Ultimately, the banking architecture imposed by the 65C02’s limited addressing space was simply too unwieldy to make any reasonable amount of throughput possible with more than two or three processes running at the same time. While I had a multiuser, multitasking environment running on the thing—at one point I had four terminals connected and all functional, it was slower than a snake caught in a snowstorm. I discontinued the project after about two years of work. However, the experience was very useful.
That is pretty much what I'm expecting to find too, especially the bit about experience - I like the idea of making it work, and seeing what hardware augmentation is sufficient for it to work, but ultimately I think it is likely to give worse performance than a well-designed cooperative multitasking system would on similar hardware. Still I'm interested in seeing what can be achieved. I don't really have any specific use case in mind, or a problem on this sort of platform that I think only preemptive multitasking can solve - it's just a technical challenge, and interesting to see what I end up with in comparison to you, Andre, or others who've walked this path.
An advantage I think my system might have over what you were working with before is having a few specific hardware features designed specifically to support this. I think the way my supervisor mode switch works - especially the switch back to user mode - is just enough to be viable, and does not add much overhead to interrupt handling. Letting the kernel also choose to use another process's page mappings or its own - at least for the bottom 8 pages - while still remaining in supervisor mode, has also been useful, even though I didn't really plan for that - at one point whether or not supervisor mode was active dependeng on the active PID. I'm glad I made it a separate state in the end.
I also have way fewer interrupt sources! But less flexible hardware extensibility as a result.
A goal of mine with my POC unit is to write a preemptive kernel to run on it. In principle, that should be possible on POC V1.3, since all of the required hardware elements are there (plus it has a much more elegant IRQ hardware than did the Uni-FI unit). Also, given the 65C816’s design, the code required to effect a context switch becomes relatively simple and fast. A limitation will be that unit’s 112K of accessible RAM, which will constrain the number of processes that could be concurrently run. That could be overcome by using disk space to swap out idle processes, but would definitely put a kink in throughput if a lot of task switching occurs in a short period of time. A POC unit with more RAM is, of course, the obvious solution. 
For this system I was originally going to have 544K total RAM, but I couldn't bring myself to have less than an old DOS system, so I upped it to 1MB. I figured a system like this ought to have enough RAM that the POST check takes a while! I won't ever be able to support virtual memory paged to disk, as that seems to require a better processor or a coprocessor, neither of which I want to do.
Though having a second CPU running processes in parallel, from the same memory and process pool, would be an interesting feature in a "version 2" of this design.

Material provided —
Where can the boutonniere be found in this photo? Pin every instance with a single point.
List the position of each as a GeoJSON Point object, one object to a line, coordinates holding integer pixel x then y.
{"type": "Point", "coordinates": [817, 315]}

What this exercise asks —
• 1. Name every amount of RAM that the thread on preemptive multitasking mentions.
• 2. Using the thread on preemptive multitasking, decide whether each statement agrees with it, and quote the words that settle each one.
(a) The project with four connected terminals was dropped after roughly two years.
(b) The system with 1MB of RAM will eventually support virtual memory paged to disk.
(c) The POC V1.3 unit has 112K of accessible RAM.

Answers for this exercise —
• 1. 112K, 544K, 1MB

• 2.
(a) Yes: "I discontinued the project after about two years of work."
(b) No: "I won't ever be able to support virtual memory paged to disk"
(c) Yes: "A limitation will be that unit’s 112K of accessible RAM"